EXERCISE MATERIALS:
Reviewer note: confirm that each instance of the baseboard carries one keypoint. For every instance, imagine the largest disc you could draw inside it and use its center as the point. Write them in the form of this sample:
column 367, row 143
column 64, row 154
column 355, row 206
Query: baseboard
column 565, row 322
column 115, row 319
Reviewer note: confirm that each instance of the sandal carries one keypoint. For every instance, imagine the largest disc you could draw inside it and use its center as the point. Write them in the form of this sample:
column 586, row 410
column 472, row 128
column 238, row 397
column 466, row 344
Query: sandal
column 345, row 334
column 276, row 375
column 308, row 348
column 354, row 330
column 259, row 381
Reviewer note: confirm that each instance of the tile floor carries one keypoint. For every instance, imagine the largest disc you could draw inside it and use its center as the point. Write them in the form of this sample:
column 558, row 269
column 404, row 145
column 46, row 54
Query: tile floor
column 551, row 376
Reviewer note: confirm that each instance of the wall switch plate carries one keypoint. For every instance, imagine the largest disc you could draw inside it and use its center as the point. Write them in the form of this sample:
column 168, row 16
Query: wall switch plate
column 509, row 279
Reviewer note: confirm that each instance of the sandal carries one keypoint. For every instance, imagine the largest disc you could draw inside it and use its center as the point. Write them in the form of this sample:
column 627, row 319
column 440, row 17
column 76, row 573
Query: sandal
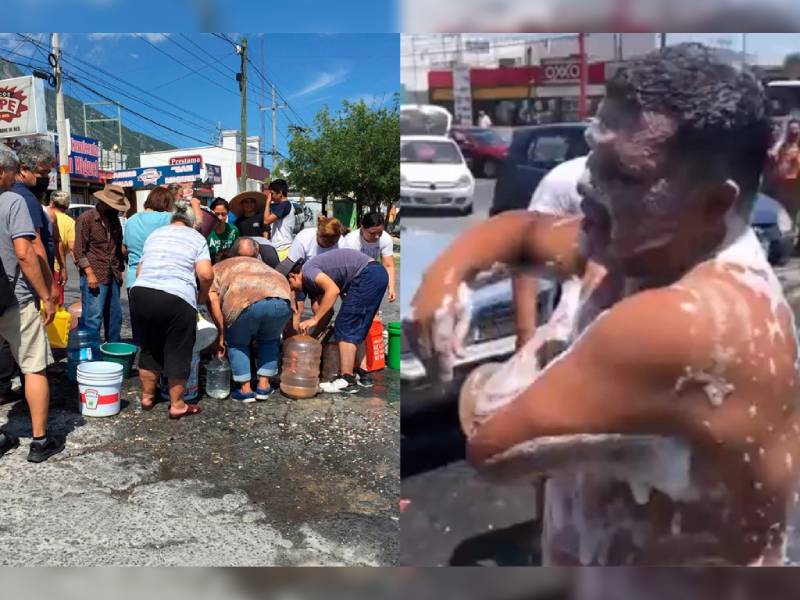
column 191, row 409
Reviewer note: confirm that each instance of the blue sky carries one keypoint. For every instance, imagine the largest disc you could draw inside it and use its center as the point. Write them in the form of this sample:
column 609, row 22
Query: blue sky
column 309, row 70
column 312, row 16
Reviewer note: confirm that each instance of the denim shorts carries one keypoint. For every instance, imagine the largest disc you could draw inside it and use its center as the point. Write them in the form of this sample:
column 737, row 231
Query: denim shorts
column 361, row 303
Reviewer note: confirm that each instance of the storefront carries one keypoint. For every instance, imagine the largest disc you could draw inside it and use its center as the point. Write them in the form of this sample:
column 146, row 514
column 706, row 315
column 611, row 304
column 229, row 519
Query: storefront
column 546, row 93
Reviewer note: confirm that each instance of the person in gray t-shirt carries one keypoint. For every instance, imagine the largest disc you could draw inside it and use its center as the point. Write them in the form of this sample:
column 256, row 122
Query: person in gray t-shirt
column 20, row 323
column 362, row 283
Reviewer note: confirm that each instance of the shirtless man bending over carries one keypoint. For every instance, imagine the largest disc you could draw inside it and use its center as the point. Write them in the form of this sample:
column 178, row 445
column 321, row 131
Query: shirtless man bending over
column 669, row 429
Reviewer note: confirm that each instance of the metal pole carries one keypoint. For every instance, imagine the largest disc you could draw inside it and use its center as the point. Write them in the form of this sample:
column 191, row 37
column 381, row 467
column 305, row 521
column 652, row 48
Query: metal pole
column 263, row 116
column 61, row 123
column 274, row 126
column 583, row 75
column 243, row 133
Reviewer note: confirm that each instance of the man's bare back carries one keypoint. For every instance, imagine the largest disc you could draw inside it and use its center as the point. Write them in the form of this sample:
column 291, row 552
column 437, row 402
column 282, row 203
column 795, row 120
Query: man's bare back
column 709, row 359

WHAT YOU HAVE TO DO:
The answer must be the listing above, restated word for word, with no images in it.

EXERCISE RESPONSE:
Reviewer note: confirm that each instance of the baseboard carries one keypoint. For every instance, imagine the largest disc you could draw inside it and use its center as the point. Write them in the form of this sample:
column 367, row 143
column 64, row 154
column 355, row 206
Query: baseboard
column 565, row 322
column 115, row 319
Reviewer note: confirm that each instance of the sandal carries one keypoint. For every instance, imagine the largest disc you could draw inside it and use its center as the point. Write them in the form of this sample:
column 586, row 410
column 472, row 128
column 238, row 397
column 466, row 344
Query: sandal
column 345, row 334
column 276, row 375
column 308, row 348
column 354, row 330
column 259, row 381
Reviewer note: confirm that each instance of the tile floor carries one keypoint. For every instance, imagine the largest disc you could draw inside it and use its center as the point. Write them in the form of this sample:
column 558, row 269
column 404, row 145
column 46, row 54
Query: tile floor
column 551, row 376
Reviewer note: confirm that each instance of the wall switch plate carries one keypoint. For every instance, imagine the largest disc you could draw inside it and use its center as the point. Write them in the form of this sample:
column 168, row 16
Query: wall switch plate
column 509, row 279
Reviewer note: confirm that each instance of the sandal carries one keypoint. For every instance, imagine the largest disc you could draw inside it and use its center as the point. Write them in the form of this sample:
column 627, row 319
column 440, row 17
column 76, row 573
Query: sandal
column 191, row 409
Reviewer note: confirm that each instance of the blue sky carries one keypoint. For every instance, imagine the largest disc you could draw inside it and use its center as the point. Write them in the form of this sample:
column 609, row 22
Query: blue sky
column 309, row 70
column 312, row 16
Reviewer note: confirm that each instance of the denim shorts carries one keypoint. For every instance, imagine the largest disc you could draw inside it and use its center as the point. Write them in the form of this sample:
column 737, row 231
Query: denim shorts
column 361, row 303
Reviewer note: confirm that each instance of the storefront carries one keypoint. For every instance, imagine the largest disc you could draw inside it and use its center as the point. Write them in the form of this sample:
column 146, row 514
column 706, row 315
column 611, row 304
column 229, row 519
Query: storefront
column 546, row 93
Reviewer note: confirm that each instance of the person in gray t-shirt carries one keypoint. For every instance, imagine the largest disc you could draw inside it and use its center as the point. Write them in the form of this sample:
column 256, row 122
Query: person in gray t-shirt
column 20, row 323
column 362, row 283
Reviewer note: confirm that each instance of the shirtless man bending over carries one keypoint. For every instance, imagine the largest disc you could draw inside it and use its center as the point. Write them in the form of this sample:
column 178, row 445
column 321, row 131
Query: shirtless man bending over
column 669, row 429
Reviewer note: confirm that each instance of the metal pole carries one keypoint. For every instance, imagine the largest disc you could draw inside it and use its center as the point. Write them in the form of this sample:
column 191, row 37
column 381, row 467
column 305, row 521
column 652, row 48
Query: metal pole
column 263, row 116
column 61, row 123
column 274, row 126
column 583, row 75
column 243, row 133
Reviewer note: confirm that each instance of the man's bare back carries one keypoint. For every instance, imagine the largest disc you could draw inside it and use its center as the point. Write them in the form of this sample:
column 291, row 552
column 437, row 402
column 282, row 203
column 795, row 120
Query: man's bare back
column 709, row 359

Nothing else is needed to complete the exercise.